Write out every line of the material below word for word, leaving out the pictures.

(Records of labeled boxes)
+++
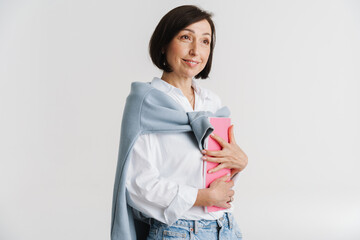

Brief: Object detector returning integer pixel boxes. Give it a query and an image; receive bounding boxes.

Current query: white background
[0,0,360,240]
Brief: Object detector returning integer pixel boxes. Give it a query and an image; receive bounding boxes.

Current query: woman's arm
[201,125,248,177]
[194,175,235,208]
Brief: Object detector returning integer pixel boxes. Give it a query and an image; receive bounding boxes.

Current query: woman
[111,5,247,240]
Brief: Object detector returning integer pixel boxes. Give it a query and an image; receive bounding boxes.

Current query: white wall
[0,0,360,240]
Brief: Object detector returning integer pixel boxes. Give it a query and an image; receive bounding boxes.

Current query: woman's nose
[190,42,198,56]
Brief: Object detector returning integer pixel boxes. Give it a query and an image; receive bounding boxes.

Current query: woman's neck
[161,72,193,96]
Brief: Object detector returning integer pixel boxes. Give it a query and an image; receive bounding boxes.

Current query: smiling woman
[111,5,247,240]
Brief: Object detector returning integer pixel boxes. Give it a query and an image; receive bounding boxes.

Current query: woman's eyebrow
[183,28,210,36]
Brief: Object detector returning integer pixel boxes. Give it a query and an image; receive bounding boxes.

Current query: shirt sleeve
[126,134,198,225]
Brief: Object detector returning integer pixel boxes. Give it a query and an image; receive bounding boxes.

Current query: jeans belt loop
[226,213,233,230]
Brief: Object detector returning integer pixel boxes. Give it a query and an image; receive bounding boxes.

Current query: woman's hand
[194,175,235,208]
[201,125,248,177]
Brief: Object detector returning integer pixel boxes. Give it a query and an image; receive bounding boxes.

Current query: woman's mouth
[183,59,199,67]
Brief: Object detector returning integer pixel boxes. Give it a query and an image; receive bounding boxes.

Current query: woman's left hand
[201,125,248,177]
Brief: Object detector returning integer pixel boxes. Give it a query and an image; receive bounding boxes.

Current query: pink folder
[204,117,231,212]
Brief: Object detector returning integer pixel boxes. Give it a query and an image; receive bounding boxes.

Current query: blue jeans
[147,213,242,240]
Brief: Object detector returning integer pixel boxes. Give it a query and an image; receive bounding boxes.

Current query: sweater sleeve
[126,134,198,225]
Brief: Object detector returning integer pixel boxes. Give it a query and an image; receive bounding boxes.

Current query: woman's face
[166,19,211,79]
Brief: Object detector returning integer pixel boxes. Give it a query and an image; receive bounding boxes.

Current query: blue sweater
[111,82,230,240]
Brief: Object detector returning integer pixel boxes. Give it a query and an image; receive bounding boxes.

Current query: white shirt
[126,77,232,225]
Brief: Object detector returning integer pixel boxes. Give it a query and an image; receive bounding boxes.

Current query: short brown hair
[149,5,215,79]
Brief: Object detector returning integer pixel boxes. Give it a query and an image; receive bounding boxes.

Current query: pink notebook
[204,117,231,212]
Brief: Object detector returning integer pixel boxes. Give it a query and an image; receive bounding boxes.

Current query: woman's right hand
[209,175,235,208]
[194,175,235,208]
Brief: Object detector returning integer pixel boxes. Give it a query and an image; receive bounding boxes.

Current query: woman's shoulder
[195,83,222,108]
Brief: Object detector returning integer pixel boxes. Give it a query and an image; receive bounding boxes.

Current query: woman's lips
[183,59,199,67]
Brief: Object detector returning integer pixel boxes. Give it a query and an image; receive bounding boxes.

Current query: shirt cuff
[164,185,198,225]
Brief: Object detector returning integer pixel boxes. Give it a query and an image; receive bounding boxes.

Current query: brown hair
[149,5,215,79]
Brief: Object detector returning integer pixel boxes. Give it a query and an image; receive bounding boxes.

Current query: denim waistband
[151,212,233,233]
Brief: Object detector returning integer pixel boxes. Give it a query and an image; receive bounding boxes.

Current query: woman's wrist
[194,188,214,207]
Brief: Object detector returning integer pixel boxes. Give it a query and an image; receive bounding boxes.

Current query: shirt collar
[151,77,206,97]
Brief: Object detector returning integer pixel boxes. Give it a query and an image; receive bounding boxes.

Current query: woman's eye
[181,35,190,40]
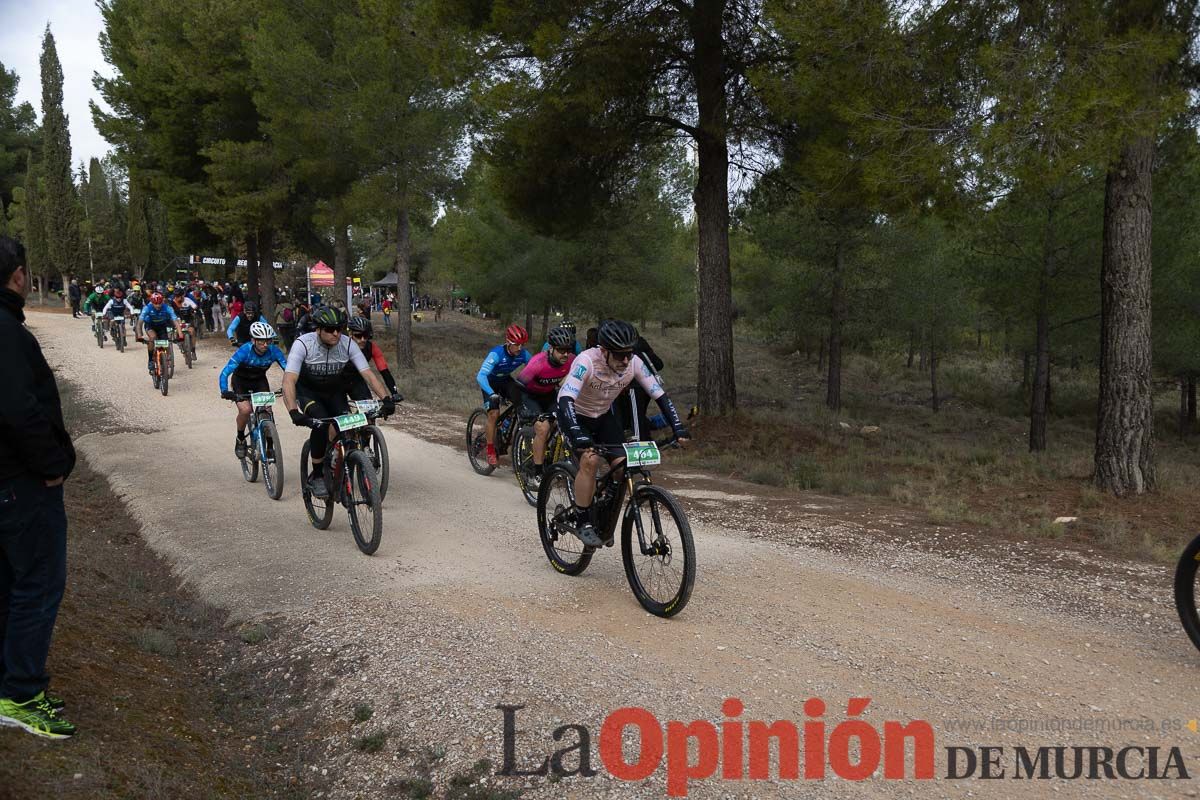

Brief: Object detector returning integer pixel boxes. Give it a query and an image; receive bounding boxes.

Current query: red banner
+++
§ FULL OUTPUT
Brief: Object detector returning integer pixel boxes. Give it a query and an image; receive bounding boxes.

Current query: white background
[0,0,360,240]
Brief: Object detector returning integer pixel boxes. Give it a query and an image; receive bounding boxes.

Current query: woman's arm
[201,125,248,177]
[194,175,235,208]
Brief: Object detector returning integer pixel boxes. Give it a query and an image; receive bounding boxes.

Current query: woman
[111,5,247,240]
Brief: Object detector returning integer pixel boxes. Give it a query and an image; receive bounding boxes.

Current query: white wall
[0,0,360,240]
Brief: Object detector returning integer pixel boxes. Give it a query and an image; receive bounding boxes.

Current query: woman's nose
[190,42,198,56]
Brief: Object detector returning integer pixel boxes. Give it a query and an image; receive bounding boxes.

Current query: woman's neck
[161,72,193,96]
Brief: Object detector returning integer pixel boxes. Give it a query and an image; receive bounding boxes.

Current query: smiling woman
[111,5,247,240]
Brief: Object detector returning integer pixel boxes. Give it a query and an image; receive bounding boxes.

Current query: woman's eyebrow
[183,28,210,36]
Brief: Object detector returning integer pixel boxes. Give it a query and an image; receive bounding boxes.

Current query: shirt sleeve
[126,134,198,225]
Brief: Object detector returning integer pixel boxes. Give it a query and an image; receive bounding boxes.

Current query: jeans belt loop
[226,213,233,230]
Brief: Object detector returning integer pixel boxes. Give it a query and an image; receive bounding boxes.

Current query: woman's hand
[194,175,235,208]
[201,125,248,177]
Brief: Object detector returning integer pixel boxes. Give it a query and an image; receive bounding boxes.

Current query: woman's mouth
[183,59,199,67]
Brief: Object detector returning integer pixel boxes. Give it a query and an image; receive bounding boxes.

Current query: woman's left hand
[201,125,248,177]
Brief: Object detector returning integer pixel boxes. Give it a query and an image; receive bounding boxes.

Current query: pink folder
[204,117,231,212]
Brief: Object detector returning integer pixel boxes. Give it a query and an image; receive bounding boxes.

Current query: blue jeans
[147,213,242,240]
Brief: Object detector returning integer pixel boxes. Give it a query and an image; receive bounding boxes.

Current query: sweater sleeve
[126,134,198,225]
Brief: Object detector returning integer pixel boxes. Give it a query and an image; receive bounding boxes.

Current query: woman's face
[166,19,211,79]
Brief: Object detector returning integer pixel boxes. Give it a query and an image; receive bounding boxes.

Current query: blue sweater
[111,82,230,240]
Brief: Object detector returning integer pixel boxes. Give it a query and an image; receive bounding boxes.

Current query: white shirt
[126,77,232,225]
Brief: Object detector returning integer pixel boxes. Give it a query and an image; receive bounding boxes.

Current query: short brown hair
[149,5,215,79]
Brief: Object detector returning integer pixel boxes. Give it a query and an image; receive bounding boxes.

Current query: pink notebook
[204,117,231,212]
Brief: Object detector returning integer pixel boxes. Give it a query and an image; receive bounding boxes.

Current query: woman's right hand
[209,175,235,208]
[194,175,235,208]
Brief: Object detector returning integer pixel boxes. Give it a query and an image; receive bounding boxes.

Current query: woman's shoulder
[195,83,222,108]
Brief: Object detector returning integer pixel boxes. Give it a query and an image; receive bounding boxes.

Current query: woman's lips
[183,59,199,67]
Brief: Object detector returning integer pixel boxes. Give it a query and an image; receive bounding boxes.

Current query: shirt cuff
[164,185,198,225]
Brief: Object detector returning integer pixel boxes. Give it a query and an image; receive bounding boxes.

Current query: brown hair
[149,5,215,79]
Brief: Object detector returning integer pixel boxes. Give it a query and an image; receive bounding boxes.

Current query: denim waistband
[151,212,233,233]
Brief: Object detector returning integer pixel boxes. Give it a query and an image; receive bounding boxes.

Current query: woman's wrist
[194,188,214,207]
Brief: Object detector returning integer pixel boxes. Give it a query and an image; receive bounding boxes.

Current query: shirt collar
[151,77,206,97]
Brief: Object detector returning integer pixel boxes. Give it a query and an image; receive bounding boxes.

Current query: woman's eye
[181,35,190,40]

Brief: Object detector returning integer pixel boxes. Give it a query and an image; receive bounding boxes.

Current query: red banner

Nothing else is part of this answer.